Title: The Black Book
Author: Orhan Pamuk
Translator (from Turkish): Maureen Freely
Featured City: Istanbul
Publisher: Vintage International
Publishing Date: July 2006
No. of Pages: 461

Synopsis: 

Galip is a lawyer living in Istanbul. His wife, the detective novel-loving Ruya, has disappeared. Could she have left him for her ex-husband or Celal, a popular newspaper columnist? But Celal, too, seems to have vanished. As Galip investigates, he finds himself assuming the enviable Celal’s identity, wearing his clothes, answering his phone calls, even writing his columns. Galip pursues every conceivable clue, but the nature of the mystery keeps changing, and when he receives a death threat, he begins to fear the most.

Title: Ice
Author: Vladimir Sorokin
Translator (from Russian): Jamey Gambrell
Featured City: Moscow
Publisher: New York Review of Books
Publishing Date: 2007 (2002)
No. of Pages: 321

Synopsis: 

Moscow has been hit by a wave of brutal murders. The victims are of both sexes, from different backgrounds, and of all ages, but invariably blond and blue-eyed. They are found with their breastbones smashed in, their hearts crushed. There is no sign of any motive.

____________

**Your objective**
Print the book listings from "Moscow has been" to "of any motive.", word for word.

____________

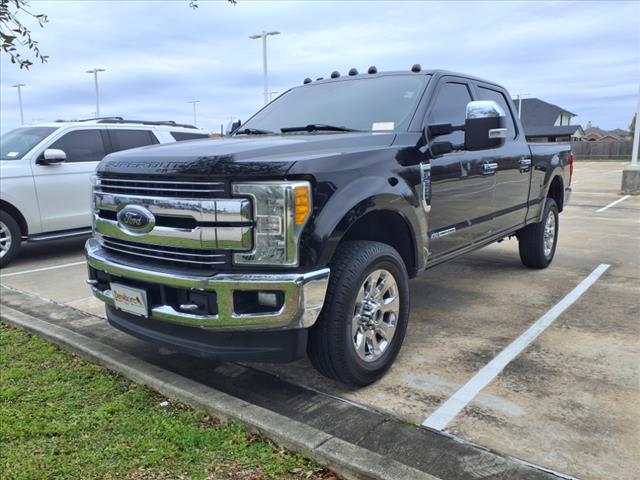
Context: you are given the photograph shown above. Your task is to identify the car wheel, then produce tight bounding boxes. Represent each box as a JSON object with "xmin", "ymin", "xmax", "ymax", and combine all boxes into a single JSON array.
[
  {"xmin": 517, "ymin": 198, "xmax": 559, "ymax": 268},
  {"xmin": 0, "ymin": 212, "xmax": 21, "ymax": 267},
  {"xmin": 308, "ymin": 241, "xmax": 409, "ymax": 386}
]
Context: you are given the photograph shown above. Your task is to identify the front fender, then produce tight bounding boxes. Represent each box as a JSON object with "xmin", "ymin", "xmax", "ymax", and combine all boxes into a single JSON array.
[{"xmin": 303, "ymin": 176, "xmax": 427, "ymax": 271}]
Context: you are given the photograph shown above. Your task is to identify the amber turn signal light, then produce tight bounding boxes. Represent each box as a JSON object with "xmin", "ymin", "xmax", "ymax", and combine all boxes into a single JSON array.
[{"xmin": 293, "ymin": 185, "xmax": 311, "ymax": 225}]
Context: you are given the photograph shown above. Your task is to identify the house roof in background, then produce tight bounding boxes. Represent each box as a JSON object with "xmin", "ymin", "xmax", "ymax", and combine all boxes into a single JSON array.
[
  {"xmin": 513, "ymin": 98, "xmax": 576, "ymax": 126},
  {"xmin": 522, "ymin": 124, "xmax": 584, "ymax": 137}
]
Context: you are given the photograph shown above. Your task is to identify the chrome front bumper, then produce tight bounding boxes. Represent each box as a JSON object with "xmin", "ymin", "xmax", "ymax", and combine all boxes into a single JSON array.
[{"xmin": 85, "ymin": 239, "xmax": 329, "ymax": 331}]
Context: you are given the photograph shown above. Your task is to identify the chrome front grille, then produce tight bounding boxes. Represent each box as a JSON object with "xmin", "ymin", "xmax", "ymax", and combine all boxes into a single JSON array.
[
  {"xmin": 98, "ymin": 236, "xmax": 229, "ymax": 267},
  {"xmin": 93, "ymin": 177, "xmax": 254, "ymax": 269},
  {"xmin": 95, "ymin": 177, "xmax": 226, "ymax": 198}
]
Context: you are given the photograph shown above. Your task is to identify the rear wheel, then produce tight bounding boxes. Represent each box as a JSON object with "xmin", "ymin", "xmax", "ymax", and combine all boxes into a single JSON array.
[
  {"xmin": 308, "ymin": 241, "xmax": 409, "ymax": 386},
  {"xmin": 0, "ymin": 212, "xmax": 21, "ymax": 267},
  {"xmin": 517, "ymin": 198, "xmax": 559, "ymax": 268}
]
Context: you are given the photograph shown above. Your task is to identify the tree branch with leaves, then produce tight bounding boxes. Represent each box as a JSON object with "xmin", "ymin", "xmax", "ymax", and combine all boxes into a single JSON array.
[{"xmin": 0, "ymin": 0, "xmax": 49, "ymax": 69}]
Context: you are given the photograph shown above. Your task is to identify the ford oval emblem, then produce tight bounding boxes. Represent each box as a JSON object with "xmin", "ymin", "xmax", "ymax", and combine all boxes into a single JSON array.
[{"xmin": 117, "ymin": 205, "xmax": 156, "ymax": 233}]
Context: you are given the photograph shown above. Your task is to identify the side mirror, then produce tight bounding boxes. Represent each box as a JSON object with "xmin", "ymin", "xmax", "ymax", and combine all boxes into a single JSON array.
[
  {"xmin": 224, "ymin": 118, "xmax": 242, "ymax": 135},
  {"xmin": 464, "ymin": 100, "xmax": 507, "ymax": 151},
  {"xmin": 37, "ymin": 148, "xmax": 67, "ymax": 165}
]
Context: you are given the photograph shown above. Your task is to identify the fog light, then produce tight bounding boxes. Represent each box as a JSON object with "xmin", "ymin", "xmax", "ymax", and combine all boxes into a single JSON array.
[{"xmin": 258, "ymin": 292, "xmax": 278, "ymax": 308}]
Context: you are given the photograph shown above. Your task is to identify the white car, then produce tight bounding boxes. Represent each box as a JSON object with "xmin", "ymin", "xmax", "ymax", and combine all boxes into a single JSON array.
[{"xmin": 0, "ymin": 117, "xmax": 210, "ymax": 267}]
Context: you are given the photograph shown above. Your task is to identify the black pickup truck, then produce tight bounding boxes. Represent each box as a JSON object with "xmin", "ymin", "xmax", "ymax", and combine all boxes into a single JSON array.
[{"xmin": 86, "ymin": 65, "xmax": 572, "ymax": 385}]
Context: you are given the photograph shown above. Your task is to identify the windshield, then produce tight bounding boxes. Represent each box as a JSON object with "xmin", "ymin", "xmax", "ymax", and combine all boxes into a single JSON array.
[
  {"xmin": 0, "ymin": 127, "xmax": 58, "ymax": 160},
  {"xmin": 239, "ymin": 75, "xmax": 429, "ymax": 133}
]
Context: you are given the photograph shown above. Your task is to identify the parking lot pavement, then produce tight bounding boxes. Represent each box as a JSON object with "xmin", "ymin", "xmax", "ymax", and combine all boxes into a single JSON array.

____________

**The response**
Moscow has been hit by a wave of brutal murders. The victims are of both sexes, from different backgrounds, and of all ages, but invariably blond and blue-eyed. They are found with their breastbones smashed in, their hearts crushed. There is no sign of any motive.